— start —
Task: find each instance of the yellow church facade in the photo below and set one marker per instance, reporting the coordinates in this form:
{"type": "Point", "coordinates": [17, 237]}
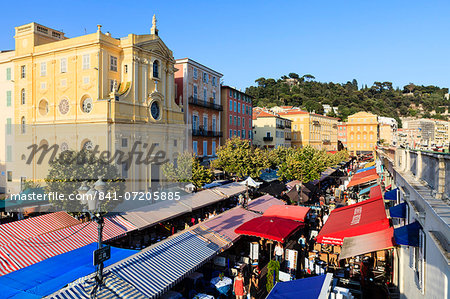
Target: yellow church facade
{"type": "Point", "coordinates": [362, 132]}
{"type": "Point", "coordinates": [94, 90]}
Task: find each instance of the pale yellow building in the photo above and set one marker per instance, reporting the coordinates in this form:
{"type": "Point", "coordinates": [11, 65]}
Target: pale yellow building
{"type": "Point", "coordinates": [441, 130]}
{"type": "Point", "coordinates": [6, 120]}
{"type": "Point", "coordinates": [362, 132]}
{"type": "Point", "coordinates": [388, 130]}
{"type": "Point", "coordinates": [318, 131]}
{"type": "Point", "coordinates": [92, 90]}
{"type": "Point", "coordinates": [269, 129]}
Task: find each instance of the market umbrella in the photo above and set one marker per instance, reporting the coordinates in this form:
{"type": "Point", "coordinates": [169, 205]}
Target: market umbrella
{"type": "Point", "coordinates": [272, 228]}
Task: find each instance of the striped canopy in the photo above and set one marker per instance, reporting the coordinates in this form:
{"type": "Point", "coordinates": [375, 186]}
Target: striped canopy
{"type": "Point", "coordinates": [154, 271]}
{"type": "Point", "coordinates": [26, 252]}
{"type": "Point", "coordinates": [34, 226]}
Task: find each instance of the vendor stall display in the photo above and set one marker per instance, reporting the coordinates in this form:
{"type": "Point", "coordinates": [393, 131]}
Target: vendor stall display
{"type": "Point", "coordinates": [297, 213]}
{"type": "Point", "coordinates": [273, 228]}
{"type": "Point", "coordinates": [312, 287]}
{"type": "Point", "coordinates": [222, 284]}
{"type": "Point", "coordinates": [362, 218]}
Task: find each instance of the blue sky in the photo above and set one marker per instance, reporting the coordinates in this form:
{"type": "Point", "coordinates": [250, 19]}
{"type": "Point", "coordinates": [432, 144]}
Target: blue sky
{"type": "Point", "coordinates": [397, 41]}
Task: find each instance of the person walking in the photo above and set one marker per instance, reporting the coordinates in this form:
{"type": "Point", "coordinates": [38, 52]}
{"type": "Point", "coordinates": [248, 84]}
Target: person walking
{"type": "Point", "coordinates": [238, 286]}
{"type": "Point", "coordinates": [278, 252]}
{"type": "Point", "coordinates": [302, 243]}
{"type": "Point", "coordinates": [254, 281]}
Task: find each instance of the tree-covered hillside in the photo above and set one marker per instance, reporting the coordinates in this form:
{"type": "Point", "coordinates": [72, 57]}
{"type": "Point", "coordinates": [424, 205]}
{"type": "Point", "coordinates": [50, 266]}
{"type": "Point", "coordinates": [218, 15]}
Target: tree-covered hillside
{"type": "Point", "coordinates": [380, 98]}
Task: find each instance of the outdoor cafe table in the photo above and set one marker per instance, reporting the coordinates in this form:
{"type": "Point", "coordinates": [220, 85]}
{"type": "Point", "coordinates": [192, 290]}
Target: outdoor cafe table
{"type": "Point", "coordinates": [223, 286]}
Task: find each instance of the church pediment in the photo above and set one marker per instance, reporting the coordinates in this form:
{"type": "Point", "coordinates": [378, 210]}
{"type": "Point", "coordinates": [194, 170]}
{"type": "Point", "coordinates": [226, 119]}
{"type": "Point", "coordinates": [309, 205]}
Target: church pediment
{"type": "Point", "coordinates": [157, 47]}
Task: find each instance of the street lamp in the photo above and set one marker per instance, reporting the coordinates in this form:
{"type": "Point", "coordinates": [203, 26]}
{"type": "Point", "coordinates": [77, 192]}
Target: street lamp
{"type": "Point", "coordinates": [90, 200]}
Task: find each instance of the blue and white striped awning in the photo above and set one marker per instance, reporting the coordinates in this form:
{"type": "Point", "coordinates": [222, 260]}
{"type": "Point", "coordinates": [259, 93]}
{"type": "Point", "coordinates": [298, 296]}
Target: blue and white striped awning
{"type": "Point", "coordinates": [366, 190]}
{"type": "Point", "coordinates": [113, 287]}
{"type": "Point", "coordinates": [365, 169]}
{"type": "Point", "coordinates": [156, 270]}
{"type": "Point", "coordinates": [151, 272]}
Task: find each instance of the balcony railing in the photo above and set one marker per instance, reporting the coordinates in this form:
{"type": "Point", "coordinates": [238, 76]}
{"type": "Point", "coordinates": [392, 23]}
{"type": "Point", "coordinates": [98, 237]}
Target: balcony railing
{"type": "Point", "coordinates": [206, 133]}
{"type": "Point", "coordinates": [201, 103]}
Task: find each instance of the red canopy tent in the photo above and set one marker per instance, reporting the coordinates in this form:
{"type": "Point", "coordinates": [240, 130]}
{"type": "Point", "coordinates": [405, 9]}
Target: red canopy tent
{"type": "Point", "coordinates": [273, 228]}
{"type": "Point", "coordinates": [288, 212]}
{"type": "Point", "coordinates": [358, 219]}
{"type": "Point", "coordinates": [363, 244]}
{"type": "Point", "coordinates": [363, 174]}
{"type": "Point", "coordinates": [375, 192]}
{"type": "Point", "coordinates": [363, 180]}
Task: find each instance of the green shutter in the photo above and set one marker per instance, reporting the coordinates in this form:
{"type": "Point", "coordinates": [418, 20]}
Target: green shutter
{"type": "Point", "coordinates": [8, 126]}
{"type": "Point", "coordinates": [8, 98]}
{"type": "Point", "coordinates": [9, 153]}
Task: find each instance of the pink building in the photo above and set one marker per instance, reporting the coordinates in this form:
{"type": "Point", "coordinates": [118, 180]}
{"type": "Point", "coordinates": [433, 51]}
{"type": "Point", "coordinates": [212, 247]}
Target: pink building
— end —
— start —
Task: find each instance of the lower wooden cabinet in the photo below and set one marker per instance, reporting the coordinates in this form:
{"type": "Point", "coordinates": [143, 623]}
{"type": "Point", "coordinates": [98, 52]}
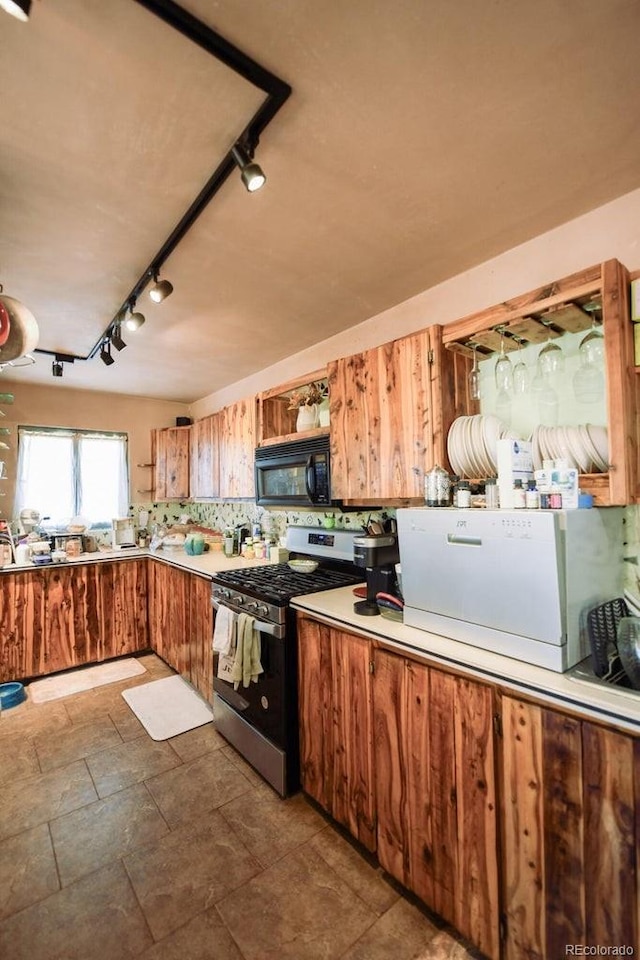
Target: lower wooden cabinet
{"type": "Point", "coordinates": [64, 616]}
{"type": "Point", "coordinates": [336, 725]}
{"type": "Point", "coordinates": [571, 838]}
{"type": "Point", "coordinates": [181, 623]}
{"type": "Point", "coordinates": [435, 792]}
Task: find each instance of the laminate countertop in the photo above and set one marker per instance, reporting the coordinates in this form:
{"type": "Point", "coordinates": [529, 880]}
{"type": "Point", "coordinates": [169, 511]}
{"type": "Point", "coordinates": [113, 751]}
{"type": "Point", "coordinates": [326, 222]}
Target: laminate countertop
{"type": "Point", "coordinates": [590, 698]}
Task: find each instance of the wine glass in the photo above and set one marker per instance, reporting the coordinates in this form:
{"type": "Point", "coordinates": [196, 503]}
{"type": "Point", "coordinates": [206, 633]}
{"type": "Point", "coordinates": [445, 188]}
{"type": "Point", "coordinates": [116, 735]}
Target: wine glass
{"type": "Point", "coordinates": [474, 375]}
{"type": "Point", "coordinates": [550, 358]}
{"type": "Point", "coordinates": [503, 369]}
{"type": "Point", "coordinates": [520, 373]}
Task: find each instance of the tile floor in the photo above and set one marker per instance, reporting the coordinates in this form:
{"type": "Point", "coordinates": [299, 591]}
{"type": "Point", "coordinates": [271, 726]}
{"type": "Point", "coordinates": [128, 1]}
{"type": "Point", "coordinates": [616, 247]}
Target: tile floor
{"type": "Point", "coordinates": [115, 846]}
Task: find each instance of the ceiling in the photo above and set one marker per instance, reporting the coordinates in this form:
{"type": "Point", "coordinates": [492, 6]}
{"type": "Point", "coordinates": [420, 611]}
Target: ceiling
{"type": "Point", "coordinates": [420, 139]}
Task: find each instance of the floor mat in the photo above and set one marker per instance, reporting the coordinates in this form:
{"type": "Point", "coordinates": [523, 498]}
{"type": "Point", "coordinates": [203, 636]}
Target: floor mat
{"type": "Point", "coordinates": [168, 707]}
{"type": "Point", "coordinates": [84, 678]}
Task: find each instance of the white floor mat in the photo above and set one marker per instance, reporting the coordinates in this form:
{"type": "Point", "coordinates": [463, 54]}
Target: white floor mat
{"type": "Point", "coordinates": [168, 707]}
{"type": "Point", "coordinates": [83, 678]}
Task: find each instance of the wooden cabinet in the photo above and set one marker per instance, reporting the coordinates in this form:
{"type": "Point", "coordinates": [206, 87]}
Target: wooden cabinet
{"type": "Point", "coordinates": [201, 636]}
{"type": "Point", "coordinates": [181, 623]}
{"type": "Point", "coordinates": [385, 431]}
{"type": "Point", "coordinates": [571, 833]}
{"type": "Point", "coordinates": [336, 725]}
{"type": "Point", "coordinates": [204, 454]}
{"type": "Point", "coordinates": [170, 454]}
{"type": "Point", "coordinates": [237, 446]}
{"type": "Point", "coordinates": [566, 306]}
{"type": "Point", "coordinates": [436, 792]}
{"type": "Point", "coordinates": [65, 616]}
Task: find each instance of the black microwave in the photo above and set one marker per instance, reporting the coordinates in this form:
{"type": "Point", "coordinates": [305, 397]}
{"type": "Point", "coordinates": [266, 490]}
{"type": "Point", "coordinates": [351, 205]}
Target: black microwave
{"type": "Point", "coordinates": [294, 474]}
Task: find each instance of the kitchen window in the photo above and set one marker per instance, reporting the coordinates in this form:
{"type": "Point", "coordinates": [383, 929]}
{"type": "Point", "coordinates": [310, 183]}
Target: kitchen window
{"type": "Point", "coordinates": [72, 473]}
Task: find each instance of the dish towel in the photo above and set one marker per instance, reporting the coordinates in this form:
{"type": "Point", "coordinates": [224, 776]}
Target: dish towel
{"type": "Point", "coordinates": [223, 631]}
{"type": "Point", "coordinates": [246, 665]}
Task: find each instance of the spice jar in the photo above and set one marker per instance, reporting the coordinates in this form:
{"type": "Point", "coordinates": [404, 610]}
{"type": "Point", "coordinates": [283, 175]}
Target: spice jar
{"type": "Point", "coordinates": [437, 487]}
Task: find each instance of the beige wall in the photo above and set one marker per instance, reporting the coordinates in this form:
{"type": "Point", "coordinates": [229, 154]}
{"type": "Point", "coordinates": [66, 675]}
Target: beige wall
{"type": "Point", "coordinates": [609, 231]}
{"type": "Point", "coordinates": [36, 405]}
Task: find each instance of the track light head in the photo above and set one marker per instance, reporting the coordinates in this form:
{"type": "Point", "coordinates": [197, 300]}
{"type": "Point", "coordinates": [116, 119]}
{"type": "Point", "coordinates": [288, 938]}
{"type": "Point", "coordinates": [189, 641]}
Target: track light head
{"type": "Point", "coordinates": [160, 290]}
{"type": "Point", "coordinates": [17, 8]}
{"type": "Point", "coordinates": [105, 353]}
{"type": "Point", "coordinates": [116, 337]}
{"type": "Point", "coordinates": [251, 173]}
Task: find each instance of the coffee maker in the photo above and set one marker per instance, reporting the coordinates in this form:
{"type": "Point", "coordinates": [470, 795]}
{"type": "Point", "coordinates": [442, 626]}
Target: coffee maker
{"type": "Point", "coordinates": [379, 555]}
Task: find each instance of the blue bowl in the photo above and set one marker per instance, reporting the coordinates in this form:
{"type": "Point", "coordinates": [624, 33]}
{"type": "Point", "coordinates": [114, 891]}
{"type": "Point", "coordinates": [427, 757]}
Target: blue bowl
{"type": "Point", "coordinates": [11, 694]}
— end —
SET PROBLEM: Pull out every line of the material above that contains the string "cabinet", copying each line in full.

SOLUTION BELOW:
Task: find each instance of the lower wooden cabinet in the photo below and set one marker per instance, reporting the coordinates in this form:
Target: lower wooden cabinet
Task: find each instance of the wooden cabinet in the photo above and set one marker per instance, reporting the coordinates in this form:
Target: wooden cabinet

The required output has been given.